+++ 文本片段
题解 P5518 【[MtOI2019]幽灵乐团 / 莫比乌斯反演基础练习题】
灵乌路空
2020-11-15 07:45:42
更好的阅读体验:[我的 Blog](https://www.cnblogs.com/luckyblock/p/13975070.html)。
扯一句,题面里将露娜萨(Lunasa)误写成了 Lusana,不人气姐妹连名字都不配拥有(
## 简述
原题面:[Luogu](https://www.luogu.com.cn/problem/P5518)
>给定参数 $p$,有 $T$ 组数据,每次给定参数 $A,B,C$,求:
>$$\prod_{i=1}^{A}\prod_{j=1}^{B}\prod_{k=1}^{C}\left(\dfrac{\operatorname{lcm}(i,j)}{\gcd(i,k)}\right)^{f(type)}\pmod p$$
>其中 $f(type)$ 的取值如下:
>$$f(type) = \begin{cases}
1 &type = 0\\
i\times j\times k &type = 1\\
\gcd(i,j,k) &type = 2
\end{cases}$$
>$1\le A,B,C\le 10^5$,$10^7\le p\le 1.05\times 10^9$,$p\in \mathbb{P}$,$T=70$。
>2.5S,128MB。
## 分析
### 原式
先化下原式,原式等于:
$$\prod_{i=1}^{A}\prod_{j=1}^{B}\prod_{k=1}^{C}\left(\dfrac{i\times j }{\gcd(i,j)\times \gcd(i,k)}\right)^{f(type)}$$
发现每一项仅与两个变量有关,设:
$$\begin{aligned}
f_1(a,b,c) &= \prod_{i=1}^{a}\prod_{j=1}^{b}\prod_{k=1}^{c} i^{f(type)}\\
f_2(a,b,c) &= \prod_{i=1}^{a}\prod_{j=1}^{b}\prod_{k=1}^{c} \gcd(i,j)^{f(type)}
\end{aligned}$$
发现 $\prod$ 可以随意交换,则原式等价于:
$$\dfrac{f_1(a,b,c)\times f_1(b,a,c)}{f_2(a,b,c)\times f_2(a,c,b)}$$
考虑在 $type$ 取值不同时,如何快速求得 $f_1$ 与 $f_2$。
++++++
+++ 学习材料
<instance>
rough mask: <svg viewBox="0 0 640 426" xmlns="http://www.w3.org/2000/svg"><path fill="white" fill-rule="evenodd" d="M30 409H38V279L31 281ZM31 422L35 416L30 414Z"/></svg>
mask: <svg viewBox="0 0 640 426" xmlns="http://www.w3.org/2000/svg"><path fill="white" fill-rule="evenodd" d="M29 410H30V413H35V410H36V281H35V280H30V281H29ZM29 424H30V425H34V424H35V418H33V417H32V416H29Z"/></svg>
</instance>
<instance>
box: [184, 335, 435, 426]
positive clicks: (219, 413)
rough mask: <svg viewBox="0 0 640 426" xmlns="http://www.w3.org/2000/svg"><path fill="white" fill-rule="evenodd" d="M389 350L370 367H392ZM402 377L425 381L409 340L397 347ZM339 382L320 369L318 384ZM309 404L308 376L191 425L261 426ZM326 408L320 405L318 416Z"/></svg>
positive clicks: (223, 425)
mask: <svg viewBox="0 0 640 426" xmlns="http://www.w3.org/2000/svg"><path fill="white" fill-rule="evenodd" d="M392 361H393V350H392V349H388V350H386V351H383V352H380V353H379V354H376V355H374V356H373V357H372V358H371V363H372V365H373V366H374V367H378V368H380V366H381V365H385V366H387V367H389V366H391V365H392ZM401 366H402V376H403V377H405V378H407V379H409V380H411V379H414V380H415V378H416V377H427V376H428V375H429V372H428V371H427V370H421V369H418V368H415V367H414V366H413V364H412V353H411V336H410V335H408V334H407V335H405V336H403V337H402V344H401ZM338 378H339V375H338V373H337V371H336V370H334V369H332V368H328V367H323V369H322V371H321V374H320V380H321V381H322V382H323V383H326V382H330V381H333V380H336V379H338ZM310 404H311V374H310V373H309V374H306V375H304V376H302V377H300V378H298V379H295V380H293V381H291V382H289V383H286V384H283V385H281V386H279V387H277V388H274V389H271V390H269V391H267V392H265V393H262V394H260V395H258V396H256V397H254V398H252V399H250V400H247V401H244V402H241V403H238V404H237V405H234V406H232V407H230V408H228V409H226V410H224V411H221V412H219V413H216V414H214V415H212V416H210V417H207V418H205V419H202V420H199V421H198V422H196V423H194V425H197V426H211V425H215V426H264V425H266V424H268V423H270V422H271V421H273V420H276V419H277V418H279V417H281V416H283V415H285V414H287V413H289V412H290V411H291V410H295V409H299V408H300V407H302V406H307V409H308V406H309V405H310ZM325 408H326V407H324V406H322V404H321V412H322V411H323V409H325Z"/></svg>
++++++
# 任务说明:
1 - 从这篇题解中摘录原文:从含有“题解 P5518 【[MtOI2019]幽灵乐团”的文字起,到“problem/P5518)”为止(含这部分)。
2 - 判断以下说法是否与这篇题解相符,每项答“是”或“否”,并准确引用题解中据以判断的原文:(a)题面把露娜萨的名字误写成了 Lusana;(b)本题的时间限制是 1.5 秒;(c)数据组数 T 等于 70。
这些数据与此无关。

# 各题答案:
1 -
题解 P5518 【[MtOI2019]幽灵乐团 / 莫比乌斯反演基础练习题】
灵乌路空
2020-11-15 07:45:42
更好的阅读体验:[我的 Blog](https://www.cnblogs.com/luckyblock/p/13975070.html)。
扯一句,题面里将露娜萨(Lunasa)误写成了 Lusana,不人气姐妹连名字都不配拥有(
## 简述
原题面:[Luogu](https://www.luogu.com.cn/problem/P5518)

2 -
(a)是:“题面里将露娜萨(Lunasa)误写成了 Lusana”
(b)否:“2.5S,128MB”
(c)是:“T=70”